Available data Block Start

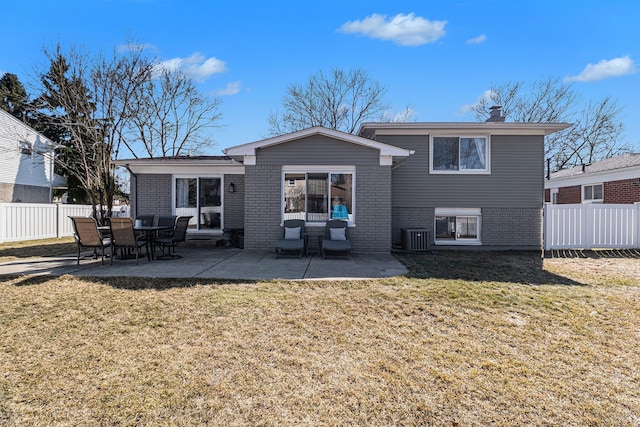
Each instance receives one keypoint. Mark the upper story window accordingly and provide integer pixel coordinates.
(317, 196)
(457, 154)
(592, 193)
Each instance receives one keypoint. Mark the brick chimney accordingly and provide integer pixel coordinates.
(496, 114)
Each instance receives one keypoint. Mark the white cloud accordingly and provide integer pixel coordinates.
(404, 30)
(477, 40)
(196, 66)
(231, 88)
(616, 67)
(468, 108)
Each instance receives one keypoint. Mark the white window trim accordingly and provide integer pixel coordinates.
(459, 212)
(591, 200)
(222, 194)
(486, 171)
(330, 169)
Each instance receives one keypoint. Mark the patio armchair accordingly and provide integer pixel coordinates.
(336, 239)
(87, 236)
(123, 237)
(179, 235)
(294, 238)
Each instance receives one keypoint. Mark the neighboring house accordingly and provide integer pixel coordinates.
(465, 184)
(26, 163)
(614, 180)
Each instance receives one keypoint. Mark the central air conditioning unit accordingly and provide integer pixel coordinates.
(415, 239)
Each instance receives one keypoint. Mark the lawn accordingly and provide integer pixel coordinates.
(464, 339)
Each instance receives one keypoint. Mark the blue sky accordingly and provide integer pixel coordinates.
(437, 57)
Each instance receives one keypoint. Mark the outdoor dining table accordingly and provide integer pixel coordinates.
(151, 233)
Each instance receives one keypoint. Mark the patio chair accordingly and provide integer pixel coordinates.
(294, 238)
(87, 236)
(336, 239)
(178, 236)
(123, 237)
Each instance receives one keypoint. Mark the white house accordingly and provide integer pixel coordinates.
(26, 163)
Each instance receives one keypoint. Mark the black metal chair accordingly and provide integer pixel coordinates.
(87, 236)
(178, 236)
(123, 237)
(294, 238)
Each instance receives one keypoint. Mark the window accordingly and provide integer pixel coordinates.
(201, 199)
(452, 154)
(318, 196)
(457, 226)
(592, 193)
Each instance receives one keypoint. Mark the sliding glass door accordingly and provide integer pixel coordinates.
(200, 198)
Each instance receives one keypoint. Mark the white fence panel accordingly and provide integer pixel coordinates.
(65, 226)
(592, 226)
(32, 221)
(27, 221)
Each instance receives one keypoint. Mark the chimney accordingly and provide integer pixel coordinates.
(496, 114)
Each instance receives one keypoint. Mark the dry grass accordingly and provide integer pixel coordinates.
(36, 248)
(468, 339)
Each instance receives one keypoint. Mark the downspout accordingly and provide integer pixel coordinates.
(126, 166)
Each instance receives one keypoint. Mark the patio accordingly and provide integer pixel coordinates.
(216, 263)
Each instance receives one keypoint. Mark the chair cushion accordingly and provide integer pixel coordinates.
(292, 233)
(337, 234)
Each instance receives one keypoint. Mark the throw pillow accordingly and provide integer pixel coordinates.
(338, 234)
(292, 233)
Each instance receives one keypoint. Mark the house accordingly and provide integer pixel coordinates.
(26, 163)
(613, 180)
(462, 184)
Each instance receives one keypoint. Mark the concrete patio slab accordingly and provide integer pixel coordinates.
(216, 263)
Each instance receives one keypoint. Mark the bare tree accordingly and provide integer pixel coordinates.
(86, 100)
(340, 101)
(596, 130)
(170, 117)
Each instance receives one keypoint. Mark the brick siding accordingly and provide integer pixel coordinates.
(626, 191)
(569, 195)
(511, 228)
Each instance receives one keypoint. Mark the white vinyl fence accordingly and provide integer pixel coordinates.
(31, 221)
(591, 226)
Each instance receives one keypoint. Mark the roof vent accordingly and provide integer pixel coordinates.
(496, 114)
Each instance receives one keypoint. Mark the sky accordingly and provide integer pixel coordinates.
(436, 57)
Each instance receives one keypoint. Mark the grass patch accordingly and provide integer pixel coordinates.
(37, 248)
(465, 339)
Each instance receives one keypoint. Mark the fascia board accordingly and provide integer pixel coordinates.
(250, 148)
(182, 167)
(594, 178)
(502, 128)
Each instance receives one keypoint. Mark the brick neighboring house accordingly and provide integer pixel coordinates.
(467, 184)
(613, 181)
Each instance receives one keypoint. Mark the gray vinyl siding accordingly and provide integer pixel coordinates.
(516, 178)
(317, 150)
(510, 197)
(154, 197)
(263, 217)
(19, 193)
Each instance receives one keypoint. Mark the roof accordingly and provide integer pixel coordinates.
(247, 152)
(614, 163)
(370, 130)
(179, 164)
(626, 166)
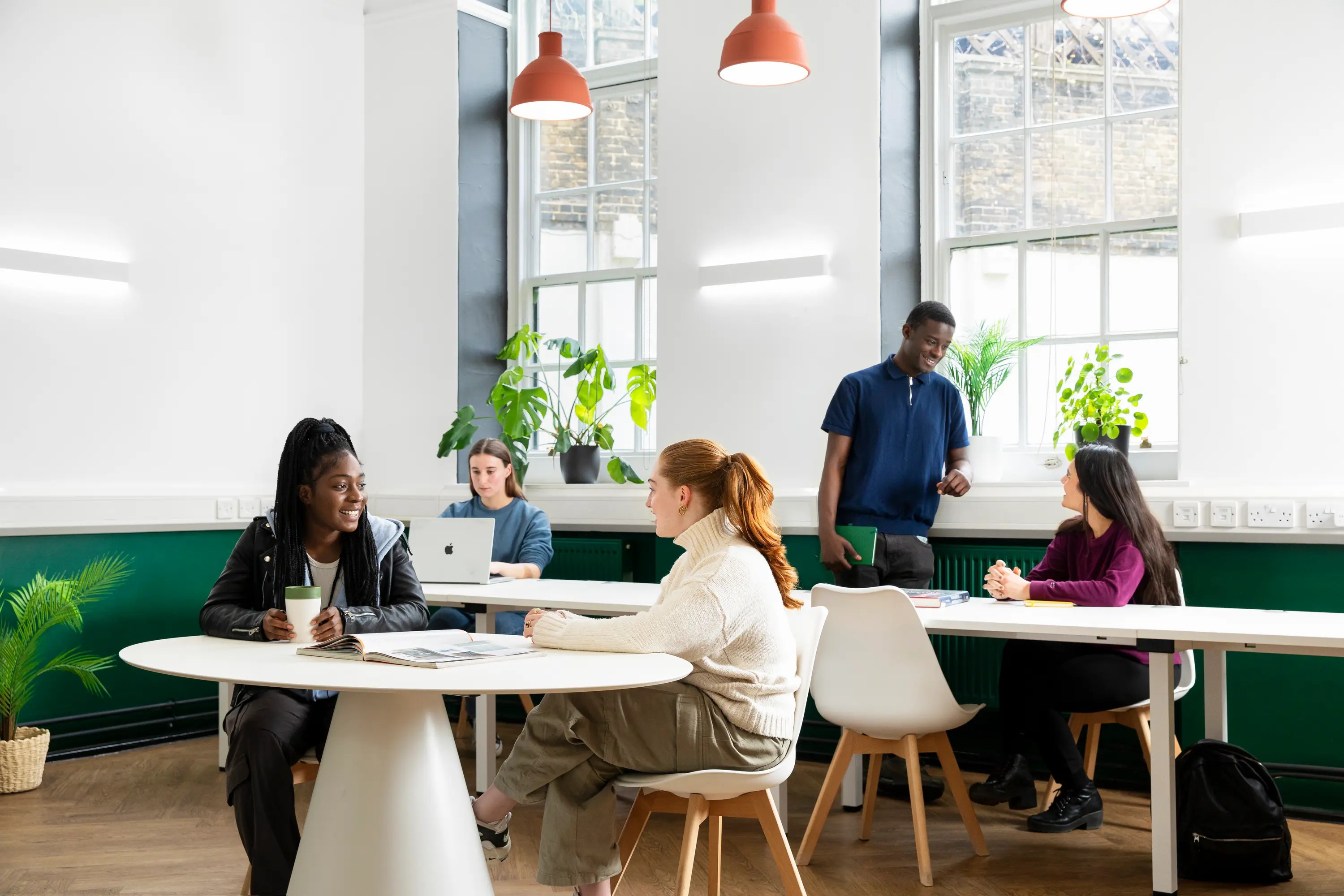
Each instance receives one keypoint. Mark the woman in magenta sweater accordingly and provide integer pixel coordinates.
(1111, 555)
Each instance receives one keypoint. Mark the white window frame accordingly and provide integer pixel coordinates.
(941, 23)
(604, 81)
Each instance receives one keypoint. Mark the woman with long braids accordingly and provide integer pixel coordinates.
(1109, 555)
(319, 534)
(722, 607)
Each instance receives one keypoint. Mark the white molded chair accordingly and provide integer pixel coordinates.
(878, 677)
(1133, 716)
(713, 794)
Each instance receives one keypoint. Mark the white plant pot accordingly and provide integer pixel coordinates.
(987, 458)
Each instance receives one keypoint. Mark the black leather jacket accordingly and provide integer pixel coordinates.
(245, 590)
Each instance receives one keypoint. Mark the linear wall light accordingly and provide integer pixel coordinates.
(1292, 221)
(65, 265)
(772, 269)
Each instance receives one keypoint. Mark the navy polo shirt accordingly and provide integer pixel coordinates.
(902, 429)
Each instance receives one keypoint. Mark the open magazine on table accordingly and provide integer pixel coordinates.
(429, 649)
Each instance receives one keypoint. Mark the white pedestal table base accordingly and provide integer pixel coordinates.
(390, 812)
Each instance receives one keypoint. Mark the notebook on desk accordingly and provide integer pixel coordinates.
(935, 598)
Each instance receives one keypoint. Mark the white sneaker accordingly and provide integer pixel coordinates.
(495, 841)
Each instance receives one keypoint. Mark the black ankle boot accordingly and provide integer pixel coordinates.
(1010, 782)
(1074, 808)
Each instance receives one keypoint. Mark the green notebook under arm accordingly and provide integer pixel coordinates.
(865, 540)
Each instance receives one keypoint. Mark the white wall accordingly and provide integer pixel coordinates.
(1261, 318)
(749, 174)
(410, 277)
(218, 147)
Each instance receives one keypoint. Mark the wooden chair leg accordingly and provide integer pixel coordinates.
(870, 794)
(952, 771)
(697, 812)
(1076, 727)
(1092, 749)
(464, 724)
(1146, 737)
(910, 746)
(827, 798)
(769, 818)
(631, 833)
(714, 860)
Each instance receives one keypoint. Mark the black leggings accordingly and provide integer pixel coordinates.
(1042, 679)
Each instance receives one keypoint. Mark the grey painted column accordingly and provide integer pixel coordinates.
(900, 167)
(482, 217)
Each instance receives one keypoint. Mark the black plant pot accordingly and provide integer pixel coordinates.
(581, 464)
(1120, 443)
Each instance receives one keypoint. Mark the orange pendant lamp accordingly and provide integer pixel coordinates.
(1111, 9)
(550, 88)
(764, 50)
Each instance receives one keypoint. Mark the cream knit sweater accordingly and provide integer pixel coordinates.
(721, 610)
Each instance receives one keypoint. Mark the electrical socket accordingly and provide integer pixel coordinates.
(1186, 513)
(1272, 515)
(1322, 515)
(1222, 515)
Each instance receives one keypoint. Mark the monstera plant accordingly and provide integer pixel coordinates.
(530, 406)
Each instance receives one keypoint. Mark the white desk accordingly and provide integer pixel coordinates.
(1163, 632)
(601, 598)
(390, 778)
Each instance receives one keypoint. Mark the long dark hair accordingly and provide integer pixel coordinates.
(496, 449)
(1111, 488)
(315, 447)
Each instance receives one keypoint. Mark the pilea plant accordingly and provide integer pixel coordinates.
(1093, 405)
(527, 406)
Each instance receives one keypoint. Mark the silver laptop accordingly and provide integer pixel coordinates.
(453, 550)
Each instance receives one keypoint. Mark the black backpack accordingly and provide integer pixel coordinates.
(1230, 821)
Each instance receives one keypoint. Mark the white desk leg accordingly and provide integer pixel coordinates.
(1215, 694)
(781, 802)
(390, 813)
(226, 694)
(486, 731)
(1160, 680)
(851, 786)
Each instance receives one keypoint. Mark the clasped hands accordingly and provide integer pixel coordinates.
(1004, 583)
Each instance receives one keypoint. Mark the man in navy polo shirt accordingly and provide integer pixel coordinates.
(897, 441)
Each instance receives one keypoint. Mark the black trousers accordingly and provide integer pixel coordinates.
(1039, 680)
(268, 735)
(904, 560)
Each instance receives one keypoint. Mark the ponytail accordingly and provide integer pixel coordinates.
(738, 485)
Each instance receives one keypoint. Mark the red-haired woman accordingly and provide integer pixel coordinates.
(722, 607)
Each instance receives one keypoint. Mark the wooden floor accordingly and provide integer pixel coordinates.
(155, 821)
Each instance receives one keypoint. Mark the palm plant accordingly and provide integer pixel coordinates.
(982, 365)
(38, 607)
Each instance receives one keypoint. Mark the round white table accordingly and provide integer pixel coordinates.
(390, 810)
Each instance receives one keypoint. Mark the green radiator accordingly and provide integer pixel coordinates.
(972, 664)
(601, 559)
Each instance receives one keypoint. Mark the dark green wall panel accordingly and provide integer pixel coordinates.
(172, 574)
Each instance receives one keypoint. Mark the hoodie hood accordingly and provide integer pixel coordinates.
(386, 532)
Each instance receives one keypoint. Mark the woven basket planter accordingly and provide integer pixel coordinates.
(22, 761)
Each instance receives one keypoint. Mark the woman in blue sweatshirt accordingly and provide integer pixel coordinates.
(522, 532)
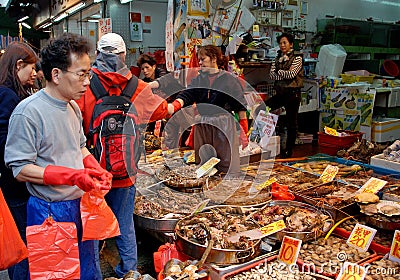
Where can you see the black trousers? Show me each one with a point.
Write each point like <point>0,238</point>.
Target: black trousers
<point>290,99</point>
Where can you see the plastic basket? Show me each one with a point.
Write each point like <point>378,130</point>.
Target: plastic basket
<point>348,78</point>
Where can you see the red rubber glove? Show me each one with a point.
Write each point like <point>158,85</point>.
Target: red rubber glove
<point>177,105</point>
<point>244,128</point>
<point>83,178</point>
<point>90,162</point>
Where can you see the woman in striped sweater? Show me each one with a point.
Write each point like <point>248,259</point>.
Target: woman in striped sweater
<point>287,71</point>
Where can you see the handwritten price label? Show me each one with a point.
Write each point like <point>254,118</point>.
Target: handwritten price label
<point>205,168</point>
<point>331,131</point>
<point>373,185</point>
<point>266,184</point>
<point>329,173</point>
<point>394,254</point>
<point>361,237</point>
<point>273,228</point>
<point>352,271</point>
<point>289,251</point>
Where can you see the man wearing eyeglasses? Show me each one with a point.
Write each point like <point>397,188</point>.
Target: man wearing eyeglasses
<point>114,75</point>
<point>46,146</point>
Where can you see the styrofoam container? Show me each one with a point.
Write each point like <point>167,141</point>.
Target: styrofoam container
<point>380,161</point>
<point>385,130</point>
<point>331,60</point>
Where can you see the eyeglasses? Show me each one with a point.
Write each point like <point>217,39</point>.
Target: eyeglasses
<point>82,75</point>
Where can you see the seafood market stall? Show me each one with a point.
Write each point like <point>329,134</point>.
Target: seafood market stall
<point>224,225</point>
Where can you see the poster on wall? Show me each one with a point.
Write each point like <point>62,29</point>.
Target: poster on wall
<point>136,27</point>
<point>105,26</point>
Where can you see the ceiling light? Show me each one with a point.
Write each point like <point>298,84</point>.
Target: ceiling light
<point>60,17</point>
<point>26,25</point>
<point>75,8</point>
<point>23,18</point>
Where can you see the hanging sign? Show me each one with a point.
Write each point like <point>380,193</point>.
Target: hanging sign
<point>105,26</point>
<point>361,237</point>
<point>352,271</point>
<point>290,249</point>
<point>136,27</point>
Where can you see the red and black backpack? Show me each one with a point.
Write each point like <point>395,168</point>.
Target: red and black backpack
<point>114,135</point>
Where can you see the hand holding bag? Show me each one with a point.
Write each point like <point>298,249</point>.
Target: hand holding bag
<point>53,250</point>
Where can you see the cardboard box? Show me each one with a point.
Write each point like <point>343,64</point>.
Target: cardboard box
<point>380,161</point>
<point>385,130</point>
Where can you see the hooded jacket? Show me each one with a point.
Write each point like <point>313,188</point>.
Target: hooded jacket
<point>112,71</point>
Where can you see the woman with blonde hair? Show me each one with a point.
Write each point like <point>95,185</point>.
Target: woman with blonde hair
<point>18,64</point>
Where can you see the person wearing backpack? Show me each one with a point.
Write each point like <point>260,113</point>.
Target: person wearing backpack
<point>141,107</point>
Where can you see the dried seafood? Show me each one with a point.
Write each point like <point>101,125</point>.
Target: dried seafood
<point>235,192</point>
<point>327,254</point>
<point>180,175</point>
<point>296,218</point>
<point>222,223</point>
<point>362,151</point>
<point>383,270</point>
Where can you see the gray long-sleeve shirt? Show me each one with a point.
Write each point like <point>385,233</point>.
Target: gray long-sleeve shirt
<point>43,131</point>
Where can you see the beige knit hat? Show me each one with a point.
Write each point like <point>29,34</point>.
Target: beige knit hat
<point>111,43</point>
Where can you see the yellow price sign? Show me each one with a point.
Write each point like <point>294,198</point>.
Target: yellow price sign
<point>331,131</point>
<point>289,251</point>
<point>394,254</point>
<point>267,183</point>
<point>273,228</point>
<point>373,185</point>
<point>352,271</point>
<point>361,237</point>
<point>329,173</point>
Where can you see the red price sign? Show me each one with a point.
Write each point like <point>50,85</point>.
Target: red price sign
<point>373,185</point>
<point>289,251</point>
<point>329,173</point>
<point>361,237</point>
<point>394,254</point>
<point>352,271</point>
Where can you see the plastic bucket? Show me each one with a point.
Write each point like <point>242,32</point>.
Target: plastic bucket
<point>389,67</point>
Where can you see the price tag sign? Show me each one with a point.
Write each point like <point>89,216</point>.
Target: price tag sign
<point>352,271</point>
<point>289,251</point>
<point>205,168</point>
<point>331,131</point>
<point>373,185</point>
<point>273,228</point>
<point>394,254</point>
<point>201,206</point>
<point>329,173</point>
<point>361,237</point>
<point>267,183</point>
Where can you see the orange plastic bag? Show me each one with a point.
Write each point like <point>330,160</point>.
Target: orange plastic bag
<point>12,248</point>
<point>98,220</point>
<point>53,250</point>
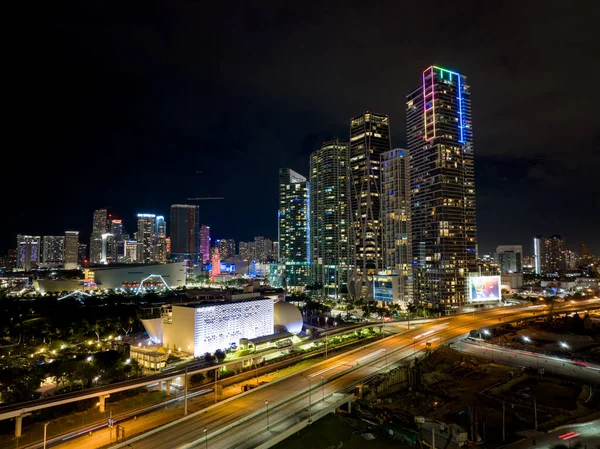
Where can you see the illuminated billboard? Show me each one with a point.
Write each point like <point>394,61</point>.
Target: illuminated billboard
<point>484,288</point>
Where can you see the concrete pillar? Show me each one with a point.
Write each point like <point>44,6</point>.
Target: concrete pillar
<point>18,426</point>
<point>102,402</point>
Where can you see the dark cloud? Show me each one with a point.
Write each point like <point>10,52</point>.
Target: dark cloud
<point>121,103</point>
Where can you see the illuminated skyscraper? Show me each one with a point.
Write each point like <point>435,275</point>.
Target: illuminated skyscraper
<point>146,236</point>
<point>549,255</point>
<point>395,220</point>
<point>99,227</point>
<point>227,249</point>
<point>71,250</point>
<point>204,248</point>
<point>440,145</point>
<point>330,216</point>
<point>293,226</point>
<point>510,258</point>
<point>369,139</point>
<point>28,252</point>
<point>53,247</point>
<point>184,232</point>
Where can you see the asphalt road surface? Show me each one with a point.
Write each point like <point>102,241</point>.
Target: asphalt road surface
<point>232,422</point>
<point>586,372</point>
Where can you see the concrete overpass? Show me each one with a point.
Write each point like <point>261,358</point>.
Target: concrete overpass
<point>292,396</point>
<point>23,409</point>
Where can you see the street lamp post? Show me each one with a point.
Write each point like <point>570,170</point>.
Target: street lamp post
<point>309,399</point>
<point>267,405</point>
<point>45,425</point>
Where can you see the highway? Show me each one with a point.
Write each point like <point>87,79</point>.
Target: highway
<point>21,408</point>
<point>232,422</point>
<point>586,372</point>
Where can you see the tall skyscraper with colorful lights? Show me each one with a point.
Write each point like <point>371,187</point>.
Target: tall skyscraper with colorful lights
<point>204,248</point>
<point>146,236</point>
<point>330,216</point>
<point>71,250</point>
<point>395,221</point>
<point>28,252</point>
<point>293,227</point>
<point>548,255</point>
<point>369,139</point>
<point>184,231</point>
<point>442,183</point>
<point>99,227</point>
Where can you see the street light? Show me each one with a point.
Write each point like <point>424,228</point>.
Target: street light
<point>309,399</point>
<point>45,425</point>
<point>267,405</point>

Available data Block End

Could you repeat exactly the lines in the listing above from the one with "Write each point like <point>217,39</point>." down to the one with "Write each point like <point>380,193</point>."? Include both of those lines.

§ Your response
Write each point like <point>217,39</point>.
Target: eyeglasses
<point>82,75</point>
Where can you see the seafood market stall? Show me each one with a point.
Write each point like <point>329,134</point>.
Target: seafood market stall
<point>224,225</point>
Where can you see the poster on wall? Show me each one with a point.
Write each point like <point>62,29</point>.
Target: poster on wall
<point>136,27</point>
<point>105,26</point>
Where can you see the ceiling light? Show me each one with a point.
Write each point like <point>298,84</point>.
Target: ceiling light
<point>60,17</point>
<point>26,25</point>
<point>75,8</point>
<point>23,18</point>
Where can you see the hanging sign? Show me each one with a point.
Write each point like <point>380,193</point>.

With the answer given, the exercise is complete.